I knew there would be failures, readjustments and a learning curve when I took on being viceless. I'm comfortable with my cheating and failures. I expect them to decrease with time and I anticipate my goals will shift around the reality of the situations I find myself in. This flexibility is required in life. Failure is a part of all learning and growth, so it's definitely a key component of Becoming a Badass.

I'd love to hear in the comments where you push yourself beyond your comfort zone and how it's improved your life. Love you badasses.

Thursday, May 16, 2013

Viceless Day 12: "So you're giving up fun?"

I went to dinner last night at Trio. The eating out is getting much easier. I'm just not a person who eats the bread. Ok, I can accept that about myself. I now have special requests like no cheese. Ok. I don't get deserts. This is not the end of the world.

I'm getting my biggest shocks and giggles from the fact that people keep saying that I'm giving up all pleasure and fun by not consuming sugar, gluten, dairy, caffeine, alcohol, and TV when alone. Like these are the only joys in life. People actually say, "So, you're giving up fun?"

No! I'm not giving up laughter, dancing, humor, fulfilling work or love. I'm not giving up fun. I'm giving up some habits that make me feel bad in the morning either mentally or physically. Is something that is fun in the moment but causes guilt or a crash later really fun? Is it the only fun? I don't think so.

I had a beautiful wood oven roasted beets salad with baby kale and aged balsamic. Then, I had a grilled New york steak with roasted red potatoes, shallots and green beans. It was fun.

--- Exercises to complete ---
**a)** Translate this sentence from the blog post about going viceless into Spanish: "I'm giving up some habits that make me feel bad in the morning either mentally or physically."
**b)** Carry on the blog post about going viceless from its final sentence, keeping its voice and subject.

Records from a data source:
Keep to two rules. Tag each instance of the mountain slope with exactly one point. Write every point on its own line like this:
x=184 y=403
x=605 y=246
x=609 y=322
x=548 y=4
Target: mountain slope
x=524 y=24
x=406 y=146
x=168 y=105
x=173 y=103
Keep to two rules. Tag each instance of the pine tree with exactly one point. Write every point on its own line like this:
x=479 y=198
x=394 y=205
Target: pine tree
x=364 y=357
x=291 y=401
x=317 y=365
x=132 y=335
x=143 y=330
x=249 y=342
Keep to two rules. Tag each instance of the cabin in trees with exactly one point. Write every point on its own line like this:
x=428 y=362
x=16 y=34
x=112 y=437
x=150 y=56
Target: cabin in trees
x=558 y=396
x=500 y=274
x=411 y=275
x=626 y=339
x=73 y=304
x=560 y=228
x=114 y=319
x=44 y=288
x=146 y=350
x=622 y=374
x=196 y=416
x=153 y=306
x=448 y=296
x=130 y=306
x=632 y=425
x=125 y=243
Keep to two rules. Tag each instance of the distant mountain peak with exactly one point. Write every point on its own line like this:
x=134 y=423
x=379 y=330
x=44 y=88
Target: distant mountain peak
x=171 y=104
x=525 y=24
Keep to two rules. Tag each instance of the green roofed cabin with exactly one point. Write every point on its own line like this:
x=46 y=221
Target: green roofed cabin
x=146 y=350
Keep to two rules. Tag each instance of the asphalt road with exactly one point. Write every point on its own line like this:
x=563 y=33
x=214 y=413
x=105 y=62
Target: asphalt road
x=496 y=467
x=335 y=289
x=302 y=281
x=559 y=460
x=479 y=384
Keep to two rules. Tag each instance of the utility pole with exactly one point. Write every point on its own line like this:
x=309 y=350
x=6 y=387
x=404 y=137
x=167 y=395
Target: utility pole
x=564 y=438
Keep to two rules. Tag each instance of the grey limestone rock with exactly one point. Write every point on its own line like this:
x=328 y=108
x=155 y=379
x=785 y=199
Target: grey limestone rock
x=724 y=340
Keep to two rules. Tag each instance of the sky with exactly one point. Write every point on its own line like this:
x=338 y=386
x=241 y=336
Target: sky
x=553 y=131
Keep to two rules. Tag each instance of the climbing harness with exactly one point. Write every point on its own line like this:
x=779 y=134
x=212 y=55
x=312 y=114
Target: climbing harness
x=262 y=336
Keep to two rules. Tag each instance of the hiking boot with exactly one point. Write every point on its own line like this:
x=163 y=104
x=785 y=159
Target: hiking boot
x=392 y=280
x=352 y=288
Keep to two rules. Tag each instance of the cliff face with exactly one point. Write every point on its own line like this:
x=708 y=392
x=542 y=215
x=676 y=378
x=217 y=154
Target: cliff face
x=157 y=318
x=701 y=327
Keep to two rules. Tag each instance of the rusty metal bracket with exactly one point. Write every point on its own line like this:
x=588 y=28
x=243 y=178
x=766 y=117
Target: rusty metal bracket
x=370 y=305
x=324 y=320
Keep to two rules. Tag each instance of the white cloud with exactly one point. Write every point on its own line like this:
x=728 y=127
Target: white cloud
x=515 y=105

--- Answers given ---
**a)** Estoy dejando algunos hábitos que me hacen sentir mal por la mañana, ya sea mental o físicamente.

**b)**
I'm kinda starting to wonder, does no one else feel bad about themselves in this world? Now, I'm basically a happy and confident person. I have no big problems with the way I look but I have problems with the way I abuse my body in an effort to feel better in the short term. Stressed- have four cocktails. That will reset your mind by making it unable to function for two days. Bored- eat a bag of candy. That will kill some time. Not sure about what you're doing with your life- call a friend and complain about feeling lost until the feeling blurs. Don't other people have things that they think, "Hey, I'm better than that! This is not how I'm going to spend my life." This project isn't torture. I'm treating myself to a better life though purposefully changing my actions.

At the end of your life, don't you want to look back and think, "Damn, I really did something with that life of mine. What a thrilling adventure that was." I do. I think of giving up these past vices opening a window to bigger and better fun. Fun with no negative side effects.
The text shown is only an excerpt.